In addition, you need to think about whether your particular topic will make it possible for your site to appear on the first page of, say, a Google search. Or, optionally, if this is absolutely critical to your goal. For instance, perhaps it is more important to have your site listed as a resource at other critical sites. You may find that you will get more visitors to your site from this type of referral than from a search engine result.

To design your site with search engines in mind you need to first realize what is the question that you are answering. This is critical. When someone looks for the information you have on your site, then you need to be sure your site is visible to them. Some of the most critical items that affect visibility are:

Critical Items [Return to Top]

  • The title in the header of each page
  • Meta tags with descriptive keywords in your pages header section
  • Text contained in each page
  • Text in the first paragraph of the page
  • Relevance of text used as it corresponds to keywords in your meta-tags
  • Links that use keywords
  • Images with descriptive "alt" tags that include keywords
  • Who links to the page

We'll go in to some more detail about these shortly. In addition, here are some secondary items you will want to consider:

Secondary Items [Return to Top]

  • Creation of pages linked from your main page that emphasize keywords
  • Submitting your web page's URL to various search engines
  • Creation of log reports that include keywords used in searches that led to your site
  • Consider submitting your site to some on-line directories
  • Get your site listed on industry-specific leading sites for the topic or topics you are covering
  • Many people try to get as many reciprocal links as possible from other sites. We'll discuss the pros and cons of this.
  • The more your site is mentioned the more visible it becomes. I.e., on-line newsletters, blogs, news announcements, etc.

Many people publish articles on this and include commercial services, other strategies, etc as methods for increasing website visibility. In addition, over time some of these strategies change based on how search engines classify sites. You can always go to popular search engines ( for instance) and search on things like:

"Making your site more visible"
"Make website more visible"
"Increase website visibility

to see what people are doing currently to improve website visibility.

As you can see from the items listed above you need to think about your content a bit and how you will organize it before creating your website. If you take some time to strategize about keywords and then build pages using titles, headings, initial text, and linked pages with those keywords this can greatly improve your site's visibility.

In addition, you may want to be prepared to adjust some of your keywords and how you use them after some time based on what your visitor logs are telling you. If you discover that some large percentage of people are finding your site by searching on terms you do not stress, then this may mean that you should adjust for your audience and include some of those terms in headers, titles, links, etc.

Now we'll go in to a bit more detail for each item listed above.

Page Title in the Header Section [Return to Top]

At the start of your document you should have a section that looks something like this (we use an invented sample for clarity):

<TITLE>Computer Donations for Non-Profits, ACME, Inc.</TITLE>

Keep this relatively short. This is the key descriptive text that users will see in search-engine results. The other text they'll see will likely be part of the initial first paragraph on your page. Be sure you include whatever your speciality is. If, for instance you only worked with Macintosh computers for donations, then your title should indicate this:

<TITLE>Macintosh Computer Donations for Non-Profits, ACME, Inc.</TITLE>

Meta Tags and Keywords [Return to Top]

These are included by using the following command and format:

<META NAME="DESCRIPTION" CONTENT="Donate your used Macintosh computers to non-profits and earn a tax break">

This command belongs between the <HEAD> and </HEAD> tags at the top of your page. The trick is to actively use what you include here. In addition, you should note that this is the descriptive text that may appear below your page's title in some search engine results.

* **RECORDS PROVIDED**:
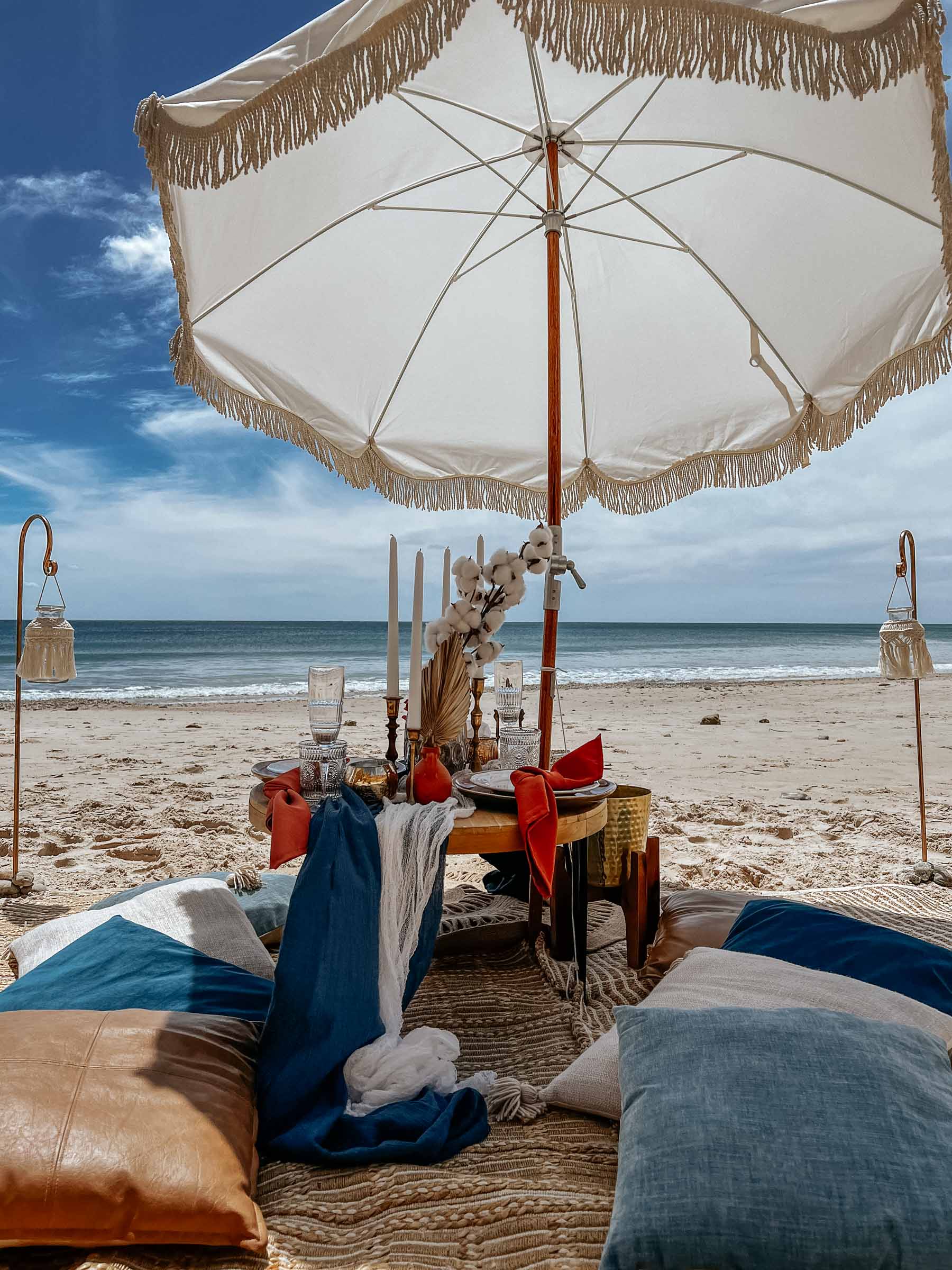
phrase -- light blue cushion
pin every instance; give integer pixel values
(822, 940)
(122, 966)
(266, 909)
(780, 1140)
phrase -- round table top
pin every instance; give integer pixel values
(488, 832)
(483, 832)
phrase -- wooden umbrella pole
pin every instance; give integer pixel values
(907, 538)
(550, 625)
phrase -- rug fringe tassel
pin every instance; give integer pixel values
(512, 1099)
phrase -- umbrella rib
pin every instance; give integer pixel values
(779, 158)
(602, 101)
(462, 106)
(705, 266)
(627, 238)
(460, 211)
(610, 151)
(442, 295)
(505, 248)
(570, 272)
(662, 185)
(347, 216)
(462, 145)
(545, 125)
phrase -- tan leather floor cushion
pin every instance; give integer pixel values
(691, 920)
(127, 1127)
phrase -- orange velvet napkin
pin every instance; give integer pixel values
(289, 817)
(536, 805)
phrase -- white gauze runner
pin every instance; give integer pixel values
(394, 1067)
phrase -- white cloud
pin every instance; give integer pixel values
(79, 195)
(185, 423)
(249, 528)
(14, 309)
(73, 379)
(139, 256)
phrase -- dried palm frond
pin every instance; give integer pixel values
(445, 697)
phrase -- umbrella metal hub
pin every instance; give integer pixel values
(565, 137)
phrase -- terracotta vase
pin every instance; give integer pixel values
(432, 780)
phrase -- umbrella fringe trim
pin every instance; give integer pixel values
(619, 37)
(814, 431)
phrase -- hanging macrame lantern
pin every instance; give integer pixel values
(48, 645)
(903, 652)
(904, 656)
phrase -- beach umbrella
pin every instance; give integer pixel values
(517, 255)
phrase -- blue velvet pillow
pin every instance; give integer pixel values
(266, 909)
(780, 1140)
(121, 966)
(829, 941)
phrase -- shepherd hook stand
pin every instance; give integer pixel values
(902, 569)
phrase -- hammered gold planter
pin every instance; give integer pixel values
(625, 832)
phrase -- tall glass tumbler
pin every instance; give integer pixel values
(327, 760)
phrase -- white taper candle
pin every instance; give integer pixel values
(392, 627)
(413, 709)
(446, 582)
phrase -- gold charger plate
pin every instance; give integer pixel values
(565, 799)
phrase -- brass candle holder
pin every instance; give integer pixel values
(413, 736)
(477, 721)
(392, 715)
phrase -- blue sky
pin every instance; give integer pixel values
(164, 510)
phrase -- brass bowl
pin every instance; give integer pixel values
(373, 779)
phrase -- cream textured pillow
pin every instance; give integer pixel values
(201, 912)
(706, 978)
(715, 977)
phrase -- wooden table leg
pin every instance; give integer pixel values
(653, 865)
(581, 906)
(560, 907)
(642, 900)
(535, 912)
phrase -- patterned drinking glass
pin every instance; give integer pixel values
(507, 686)
(325, 702)
(322, 766)
(518, 747)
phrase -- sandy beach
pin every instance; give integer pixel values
(803, 784)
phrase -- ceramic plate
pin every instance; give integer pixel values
(505, 799)
(272, 767)
(502, 783)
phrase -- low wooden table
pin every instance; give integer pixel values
(487, 833)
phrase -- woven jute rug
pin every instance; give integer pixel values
(536, 1195)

* **PROBLEM SET**:
1. In the text on website visibility, where should the META description command be placed on a page?
2. Continue the text on website visibility for search engines, starting after its last sentence.

* **OUTPUTS FOR THE TASKS**:
1. It belongs between the <HEAD> and </HEAD> tags at the top of the page.

2.
Your main keywords based on the example above are:

"donate", "macintosh", "computer", "non-profit", "earn", "tax", and "break"

Why? Because search engines largely ignore connector words like "your", "to", "and", "a", and possibly "used". In addition, man users know to increase their search results by using singular versions of words vs. plurals. For instance, while you used "computers" in your keyword list, the actual word that may be searched on is "computer".

Now that you have some keywords you should start to use them! For instance, try to include each of these in a descriptive paragraph at the top of your page. If you have a title try using the HTML header commands vs. using larger font sizes and bold. Search engines look for "<H1>" and "</H1>" (and the subsequent H2, H3, etc. levels) for titles with keywords. If you use something like:

<FONT SIZE="5"><B>
Donating your Used Macintosh Computer

Some search engines will not see this as a title and will not improve your indiexing score as much as if you had used the HTML header commands instead.

Two Things Not to Do

  1. If you use keywords in your META tag, but then you don't use them in your page this can hurt your ranking in search engines as this is a common practice for spam-related sites.
  2. One practice is to set the background color of the page to, say, white. At the bottom of the page you can, then, include lots and lots of invisible text by making it white as well in the hopes of increasing the page's ranking based on keyword usage. Some search engines note this and mark such pages down, significantly, in their indexing. This is another common practice of spam-related sites.

Text and Links Used in Pages [Return to Top]

As noted above, if you can include your META DESCRPTION keywords in the first paragraph of your page this helps. In addition if you use keywords in the page's subsequent text that helps as well.

If you have links that use keywords this can increase your pages ranking in search results. Even better is if you create links to subsequent pages that define in more detail some of the keywords used. For instance, in our case, you might want to have a link to "Tax Breaks" and then describe the tax advantages of donating your used computer to non-profits.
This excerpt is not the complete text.